데이터 영역:
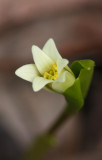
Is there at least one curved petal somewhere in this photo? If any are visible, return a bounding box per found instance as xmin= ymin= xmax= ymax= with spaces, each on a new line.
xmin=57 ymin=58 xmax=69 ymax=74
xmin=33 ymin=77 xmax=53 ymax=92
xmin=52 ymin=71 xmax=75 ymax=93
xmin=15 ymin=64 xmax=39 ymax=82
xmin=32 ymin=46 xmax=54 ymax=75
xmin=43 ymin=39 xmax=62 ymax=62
--
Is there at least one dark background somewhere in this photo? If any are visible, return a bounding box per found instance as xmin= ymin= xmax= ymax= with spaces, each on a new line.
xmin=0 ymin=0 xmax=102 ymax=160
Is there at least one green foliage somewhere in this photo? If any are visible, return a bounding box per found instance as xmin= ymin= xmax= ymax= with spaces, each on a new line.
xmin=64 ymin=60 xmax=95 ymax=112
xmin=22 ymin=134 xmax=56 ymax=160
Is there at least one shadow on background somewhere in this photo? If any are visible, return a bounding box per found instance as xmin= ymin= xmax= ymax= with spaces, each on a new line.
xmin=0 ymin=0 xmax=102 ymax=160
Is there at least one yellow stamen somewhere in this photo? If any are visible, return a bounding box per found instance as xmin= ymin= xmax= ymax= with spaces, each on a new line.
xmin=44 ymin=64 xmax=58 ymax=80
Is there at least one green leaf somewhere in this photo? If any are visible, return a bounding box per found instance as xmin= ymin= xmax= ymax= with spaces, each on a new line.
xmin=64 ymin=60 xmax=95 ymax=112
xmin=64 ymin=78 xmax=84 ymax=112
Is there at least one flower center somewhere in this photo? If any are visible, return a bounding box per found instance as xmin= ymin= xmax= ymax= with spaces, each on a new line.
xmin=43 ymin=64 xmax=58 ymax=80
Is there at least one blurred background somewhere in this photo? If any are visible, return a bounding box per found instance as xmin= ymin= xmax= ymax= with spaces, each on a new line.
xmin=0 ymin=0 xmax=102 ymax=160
---
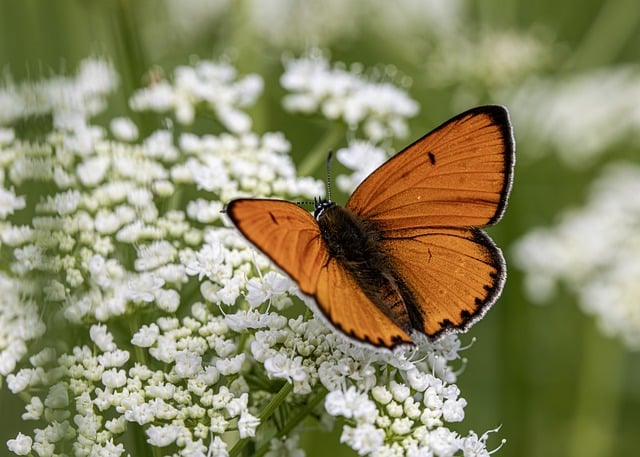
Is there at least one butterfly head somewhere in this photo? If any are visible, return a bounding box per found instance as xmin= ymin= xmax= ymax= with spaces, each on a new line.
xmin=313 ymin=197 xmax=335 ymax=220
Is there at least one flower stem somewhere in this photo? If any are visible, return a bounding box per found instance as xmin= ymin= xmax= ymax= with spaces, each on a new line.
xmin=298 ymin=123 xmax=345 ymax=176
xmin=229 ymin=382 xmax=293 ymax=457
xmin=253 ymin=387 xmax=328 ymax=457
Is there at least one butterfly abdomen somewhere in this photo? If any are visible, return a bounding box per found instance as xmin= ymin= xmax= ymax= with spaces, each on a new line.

지시 및 요구사항: "Is there at least one dark"라는 문구가 있는 줄에서 시작해 "xmin=43 ymin=64 xmax=58 ymax=80"라는 문구가 있는 줄까지 포함하여, 그 범위의 항목을 한 줄에 문자열 하나씩 대응하는 JSON 목록으로 정리하세요. 빈 줄은 넣지 마세요.

아래 답변:
[
  "Is there at least one dark background somewhere in this photo? If any are visible, return a bounding box per found instance as xmin= ymin= xmax= ymax= with spaces, each on a new line.",
  "xmin=0 ymin=0 xmax=102 ymax=160",
  "Is there at least one green foliage somewhere in this photo? If any are visible, return a bounding box per found instance as xmin= ymin= xmax= ymax= with spaces, each on a new line.",
  "xmin=64 ymin=60 xmax=95 ymax=112",
  "xmin=22 ymin=134 xmax=56 ymax=160",
  "Is there at least one shadow on background somewhere in this photo? If any are visible, return a bounding box per found instance as xmin= ymin= xmax= ymax= with spaces, each on a new line.",
  "xmin=0 ymin=0 xmax=102 ymax=160",
  "Is there at least one yellow stamen somewhere in this photo? If any are visible, return a bounding box per found instance as xmin= ymin= xmax= ymax= with spaces, each on a new line.",
  "xmin=44 ymin=64 xmax=58 ymax=80",
  "Is there at least one green leaf somewhere in this photo? If any are visible, return a bounding box per found instance as xmin= ymin= xmax= ymax= with spaces, each on a new line.",
  "xmin=64 ymin=60 xmax=95 ymax=112",
  "xmin=64 ymin=78 xmax=84 ymax=112",
  "Is there at least one flower center somewhere in this photo? If any are visible, return a bounding box per found instance as xmin= ymin= xmax= ymax= with spaces, each on a new line.",
  "xmin=43 ymin=64 xmax=58 ymax=80"
]